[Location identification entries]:
— Begin —
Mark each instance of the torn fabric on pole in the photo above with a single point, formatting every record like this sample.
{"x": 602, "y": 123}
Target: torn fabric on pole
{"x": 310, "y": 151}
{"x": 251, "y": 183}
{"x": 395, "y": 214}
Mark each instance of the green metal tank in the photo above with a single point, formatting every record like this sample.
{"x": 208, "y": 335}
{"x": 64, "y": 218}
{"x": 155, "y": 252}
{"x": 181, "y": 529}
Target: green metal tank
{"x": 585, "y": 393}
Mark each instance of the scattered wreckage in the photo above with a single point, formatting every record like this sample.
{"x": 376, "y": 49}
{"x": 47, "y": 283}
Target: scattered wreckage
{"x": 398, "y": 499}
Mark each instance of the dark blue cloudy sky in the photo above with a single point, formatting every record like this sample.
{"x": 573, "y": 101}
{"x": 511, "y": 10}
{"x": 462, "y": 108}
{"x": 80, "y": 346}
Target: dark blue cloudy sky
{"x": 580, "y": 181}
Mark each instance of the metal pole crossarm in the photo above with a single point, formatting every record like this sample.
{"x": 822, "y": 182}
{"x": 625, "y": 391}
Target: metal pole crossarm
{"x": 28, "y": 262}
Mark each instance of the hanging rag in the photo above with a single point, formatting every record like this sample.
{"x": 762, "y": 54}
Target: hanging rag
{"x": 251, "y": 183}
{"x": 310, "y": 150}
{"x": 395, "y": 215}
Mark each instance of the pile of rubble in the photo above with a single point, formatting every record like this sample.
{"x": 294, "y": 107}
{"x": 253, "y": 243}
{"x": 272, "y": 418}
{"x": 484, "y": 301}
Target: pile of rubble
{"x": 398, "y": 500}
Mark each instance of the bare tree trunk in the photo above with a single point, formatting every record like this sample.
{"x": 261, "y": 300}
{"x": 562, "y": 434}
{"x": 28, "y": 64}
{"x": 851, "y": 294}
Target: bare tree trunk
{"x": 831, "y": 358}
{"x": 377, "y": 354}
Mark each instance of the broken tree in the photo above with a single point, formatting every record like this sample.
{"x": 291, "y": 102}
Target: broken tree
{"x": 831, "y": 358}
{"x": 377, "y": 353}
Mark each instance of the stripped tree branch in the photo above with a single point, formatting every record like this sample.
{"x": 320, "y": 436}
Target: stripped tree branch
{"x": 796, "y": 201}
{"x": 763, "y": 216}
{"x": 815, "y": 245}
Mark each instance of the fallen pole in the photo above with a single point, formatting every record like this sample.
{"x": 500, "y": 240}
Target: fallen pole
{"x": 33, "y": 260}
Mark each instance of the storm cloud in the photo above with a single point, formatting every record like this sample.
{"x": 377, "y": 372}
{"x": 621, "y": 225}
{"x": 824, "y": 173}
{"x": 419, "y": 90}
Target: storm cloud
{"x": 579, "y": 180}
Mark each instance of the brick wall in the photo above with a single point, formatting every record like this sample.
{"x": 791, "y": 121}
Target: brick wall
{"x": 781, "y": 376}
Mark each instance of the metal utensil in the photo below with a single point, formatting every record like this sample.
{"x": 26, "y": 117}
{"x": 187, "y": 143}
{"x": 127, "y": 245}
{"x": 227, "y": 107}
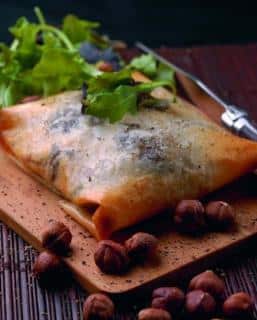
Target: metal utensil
{"x": 234, "y": 118}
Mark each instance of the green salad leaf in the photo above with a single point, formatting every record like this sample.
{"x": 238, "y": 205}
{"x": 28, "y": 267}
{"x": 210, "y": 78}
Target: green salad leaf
{"x": 78, "y": 30}
{"x": 145, "y": 63}
{"x": 44, "y": 60}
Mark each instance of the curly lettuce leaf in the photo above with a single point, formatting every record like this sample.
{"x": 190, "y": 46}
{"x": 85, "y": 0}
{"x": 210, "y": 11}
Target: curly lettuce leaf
{"x": 109, "y": 80}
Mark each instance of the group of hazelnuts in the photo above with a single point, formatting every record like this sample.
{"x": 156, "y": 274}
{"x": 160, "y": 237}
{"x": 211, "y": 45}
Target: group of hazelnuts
{"x": 205, "y": 292}
{"x": 203, "y": 300}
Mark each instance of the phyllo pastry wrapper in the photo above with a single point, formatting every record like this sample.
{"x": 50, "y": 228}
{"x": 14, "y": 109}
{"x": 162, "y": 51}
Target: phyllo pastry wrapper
{"x": 115, "y": 175}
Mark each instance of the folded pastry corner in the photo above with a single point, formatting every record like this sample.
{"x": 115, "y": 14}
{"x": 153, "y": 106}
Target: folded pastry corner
{"x": 115, "y": 175}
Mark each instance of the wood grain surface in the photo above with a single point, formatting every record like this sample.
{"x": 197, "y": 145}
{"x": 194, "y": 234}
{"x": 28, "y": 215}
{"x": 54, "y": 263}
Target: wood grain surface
{"x": 231, "y": 72}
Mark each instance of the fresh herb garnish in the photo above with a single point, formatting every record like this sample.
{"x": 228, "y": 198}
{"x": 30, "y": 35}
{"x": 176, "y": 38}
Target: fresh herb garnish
{"x": 44, "y": 60}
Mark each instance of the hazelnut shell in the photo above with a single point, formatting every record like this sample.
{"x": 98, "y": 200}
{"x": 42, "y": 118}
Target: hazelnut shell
{"x": 154, "y": 314}
{"x": 57, "y": 238}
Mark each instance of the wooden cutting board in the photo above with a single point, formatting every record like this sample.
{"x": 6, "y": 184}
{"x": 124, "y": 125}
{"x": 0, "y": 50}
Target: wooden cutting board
{"x": 27, "y": 207}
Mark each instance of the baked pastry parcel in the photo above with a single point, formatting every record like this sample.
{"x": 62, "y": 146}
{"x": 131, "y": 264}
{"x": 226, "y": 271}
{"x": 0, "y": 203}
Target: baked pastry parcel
{"x": 115, "y": 175}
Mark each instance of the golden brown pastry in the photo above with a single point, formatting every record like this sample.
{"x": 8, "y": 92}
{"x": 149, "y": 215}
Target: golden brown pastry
{"x": 115, "y": 175}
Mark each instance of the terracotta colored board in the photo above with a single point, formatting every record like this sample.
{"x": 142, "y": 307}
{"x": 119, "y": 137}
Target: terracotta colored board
{"x": 27, "y": 207}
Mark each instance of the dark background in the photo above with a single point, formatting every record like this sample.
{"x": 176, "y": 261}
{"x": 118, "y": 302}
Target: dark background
{"x": 156, "y": 22}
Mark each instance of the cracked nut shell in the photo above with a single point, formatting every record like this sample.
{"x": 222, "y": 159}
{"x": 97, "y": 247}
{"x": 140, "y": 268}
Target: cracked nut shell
{"x": 48, "y": 269}
{"x": 98, "y": 306}
{"x": 57, "y": 237}
{"x": 141, "y": 246}
{"x": 200, "y": 304}
{"x": 220, "y": 214}
{"x": 209, "y": 282}
{"x": 189, "y": 216}
{"x": 111, "y": 257}
{"x": 154, "y": 314}
{"x": 168, "y": 298}
{"x": 237, "y": 304}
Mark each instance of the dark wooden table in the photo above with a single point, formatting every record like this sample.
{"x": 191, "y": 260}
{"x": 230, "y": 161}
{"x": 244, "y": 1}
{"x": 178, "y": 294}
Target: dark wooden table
{"x": 232, "y": 72}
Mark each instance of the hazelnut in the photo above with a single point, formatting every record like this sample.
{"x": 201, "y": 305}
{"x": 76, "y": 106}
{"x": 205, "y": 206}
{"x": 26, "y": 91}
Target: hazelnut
{"x": 209, "y": 282}
{"x": 104, "y": 66}
{"x": 56, "y": 237}
{"x": 48, "y": 269}
{"x": 168, "y": 298}
{"x": 111, "y": 257}
{"x": 154, "y": 314}
{"x": 98, "y": 306}
{"x": 141, "y": 246}
{"x": 220, "y": 214}
{"x": 237, "y": 304}
{"x": 189, "y": 216}
{"x": 200, "y": 304}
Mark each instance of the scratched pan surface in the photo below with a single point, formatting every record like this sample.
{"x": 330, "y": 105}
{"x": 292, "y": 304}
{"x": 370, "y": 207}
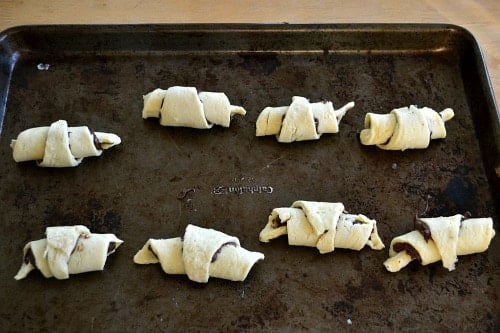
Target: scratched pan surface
{"x": 160, "y": 179}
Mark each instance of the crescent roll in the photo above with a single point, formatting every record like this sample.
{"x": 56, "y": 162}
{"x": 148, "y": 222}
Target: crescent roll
{"x": 67, "y": 250}
{"x": 323, "y": 225}
{"x": 60, "y": 146}
{"x": 405, "y": 128}
{"x": 440, "y": 238}
{"x": 185, "y": 107}
{"x": 301, "y": 120}
{"x": 201, "y": 253}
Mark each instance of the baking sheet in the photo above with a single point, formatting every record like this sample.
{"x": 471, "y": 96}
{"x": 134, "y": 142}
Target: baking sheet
{"x": 160, "y": 179}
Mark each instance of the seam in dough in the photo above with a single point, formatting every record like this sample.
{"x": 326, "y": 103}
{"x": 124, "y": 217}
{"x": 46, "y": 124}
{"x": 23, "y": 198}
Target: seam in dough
{"x": 301, "y": 120}
{"x": 323, "y": 225}
{"x": 185, "y": 107}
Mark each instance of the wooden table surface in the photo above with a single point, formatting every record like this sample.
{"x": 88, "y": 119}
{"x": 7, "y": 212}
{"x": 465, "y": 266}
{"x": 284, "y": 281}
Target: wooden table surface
{"x": 480, "y": 17}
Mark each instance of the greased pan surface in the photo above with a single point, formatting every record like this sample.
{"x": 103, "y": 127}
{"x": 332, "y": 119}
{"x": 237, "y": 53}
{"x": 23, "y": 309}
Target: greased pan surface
{"x": 160, "y": 179}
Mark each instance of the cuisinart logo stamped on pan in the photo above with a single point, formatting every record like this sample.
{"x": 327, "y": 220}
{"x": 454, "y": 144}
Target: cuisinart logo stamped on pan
{"x": 243, "y": 189}
{"x": 254, "y": 189}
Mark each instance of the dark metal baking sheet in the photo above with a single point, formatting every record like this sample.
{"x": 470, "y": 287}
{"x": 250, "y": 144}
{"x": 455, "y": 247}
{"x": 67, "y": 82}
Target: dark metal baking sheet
{"x": 160, "y": 179}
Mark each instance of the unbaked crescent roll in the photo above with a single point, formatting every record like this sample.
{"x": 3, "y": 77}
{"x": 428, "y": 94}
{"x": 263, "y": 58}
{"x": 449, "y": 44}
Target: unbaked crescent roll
{"x": 440, "y": 238}
{"x": 67, "y": 250}
{"x": 60, "y": 146}
{"x": 185, "y": 107}
{"x": 323, "y": 225}
{"x": 201, "y": 253}
{"x": 301, "y": 120}
{"x": 405, "y": 128}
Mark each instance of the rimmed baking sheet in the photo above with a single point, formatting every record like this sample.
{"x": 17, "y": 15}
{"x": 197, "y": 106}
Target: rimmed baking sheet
{"x": 160, "y": 179}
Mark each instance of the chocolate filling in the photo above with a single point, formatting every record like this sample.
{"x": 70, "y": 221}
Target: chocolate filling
{"x": 216, "y": 254}
{"x": 29, "y": 258}
{"x": 111, "y": 247}
{"x": 97, "y": 144}
{"x": 151, "y": 250}
{"x": 276, "y": 223}
{"x": 410, "y": 250}
{"x": 423, "y": 228}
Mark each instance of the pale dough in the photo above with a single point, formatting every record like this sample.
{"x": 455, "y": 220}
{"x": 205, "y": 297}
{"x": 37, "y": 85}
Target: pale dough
{"x": 67, "y": 250}
{"x": 201, "y": 253}
{"x": 60, "y": 146}
{"x": 405, "y": 128}
{"x": 185, "y": 107}
{"x": 323, "y": 225}
{"x": 301, "y": 120}
{"x": 451, "y": 237}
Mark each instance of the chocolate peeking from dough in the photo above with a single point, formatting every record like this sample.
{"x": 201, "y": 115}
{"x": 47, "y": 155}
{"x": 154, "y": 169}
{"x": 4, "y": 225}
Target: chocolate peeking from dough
{"x": 216, "y": 254}
{"x": 276, "y": 223}
{"x": 423, "y": 228}
{"x": 97, "y": 143}
{"x": 111, "y": 247}
{"x": 29, "y": 258}
{"x": 410, "y": 250}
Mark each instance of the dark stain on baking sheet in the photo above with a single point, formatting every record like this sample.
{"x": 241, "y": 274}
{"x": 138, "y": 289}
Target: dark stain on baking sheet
{"x": 160, "y": 179}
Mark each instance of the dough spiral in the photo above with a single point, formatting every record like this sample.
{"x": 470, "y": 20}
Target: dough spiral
{"x": 201, "y": 253}
{"x": 185, "y": 107}
{"x": 405, "y": 128}
{"x": 60, "y": 146}
{"x": 67, "y": 250}
{"x": 440, "y": 238}
{"x": 301, "y": 120}
{"x": 323, "y": 225}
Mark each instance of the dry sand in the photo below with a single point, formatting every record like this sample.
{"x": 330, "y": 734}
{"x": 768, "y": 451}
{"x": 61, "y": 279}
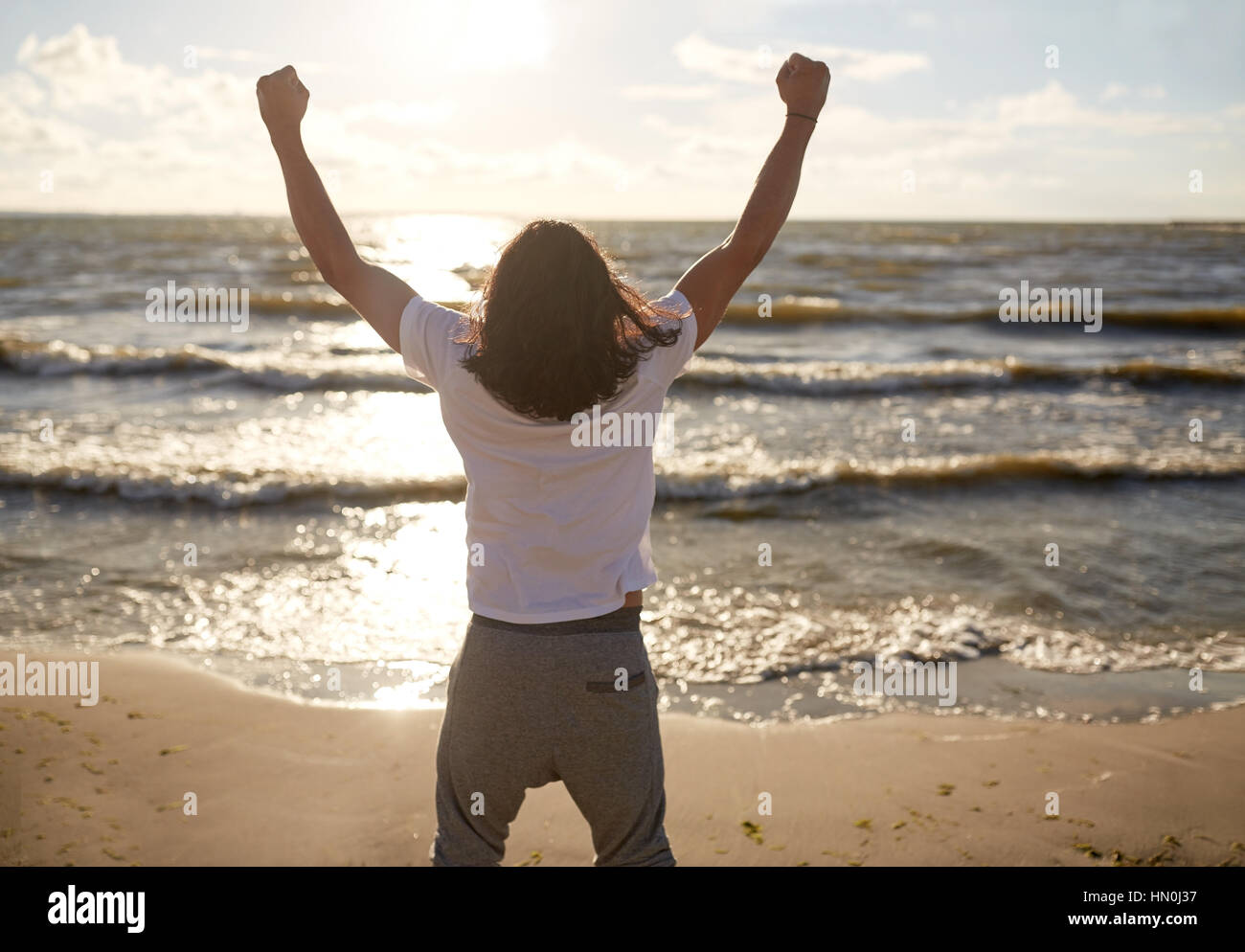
— End —
[Task brief]:
Which lines of the entries above contain the string "greased"? Pull out each of those lines in full, treating uppercase and lowercase as different.

[Complete output]:
Mark each instance of the greased pan surface in the photo above with a single point, formatting every record like this sample.
Target: greased pan surface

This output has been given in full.